> The task: All of the records must be repeated exactly as they read.

┄┄┄┄┄┄┄┄┄┄┄┄┄┄┄┄┄┄┄┄

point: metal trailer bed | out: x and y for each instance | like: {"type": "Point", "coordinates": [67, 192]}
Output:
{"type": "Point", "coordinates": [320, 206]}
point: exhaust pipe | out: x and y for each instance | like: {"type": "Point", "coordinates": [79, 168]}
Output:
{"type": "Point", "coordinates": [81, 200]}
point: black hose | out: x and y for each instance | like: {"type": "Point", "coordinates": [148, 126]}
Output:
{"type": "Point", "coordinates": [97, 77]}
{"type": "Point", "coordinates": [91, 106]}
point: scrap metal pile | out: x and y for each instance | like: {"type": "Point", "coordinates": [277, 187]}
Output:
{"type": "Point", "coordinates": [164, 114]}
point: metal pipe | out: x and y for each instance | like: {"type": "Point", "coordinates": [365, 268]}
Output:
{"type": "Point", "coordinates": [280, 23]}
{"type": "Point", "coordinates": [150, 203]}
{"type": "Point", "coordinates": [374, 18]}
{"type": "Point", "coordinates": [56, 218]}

┄┄┄┄┄┄┄┄┄┄┄┄┄┄┄┄┄┄┄┄

> Answer area:
point: metal trailer bed | out: x and y for each instance | like: {"type": "Point", "coordinates": [67, 192]}
Output:
{"type": "Point", "coordinates": [320, 206]}
point: exhaust pipe | out: x and y for each instance | like: {"type": "Point", "coordinates": [79, 168]}
Output:
{"type": "Point", "coordinates": [81, 200]}
point: black hose | out: x and y for each instance | like: {"type": "Point", "coordinates": [148, 126]}
Output:
{"type": "Point", "coordinates": [97, 77]}
{"type": "Point", "coordinates": [91, 106]}
point: scrap metal pile | out: x and y for each instance | like: {"type": "Point", "coordinates": [277, 187]}
Output:
{"type": "Point", "coordinates": [164, 114]}
point: metal pipe | out: x and y for each instance | like: {"type": "Point", "coordinates": [365, 268]}
Output:
{"type": "Point", "coordinates": [280, 23]}
{"type": "Point", "coordinates": [150, 203]}
{"type": "Point", "coordinates": [374, 18]}
{"type": "Point", "coordinates": [56, 218]}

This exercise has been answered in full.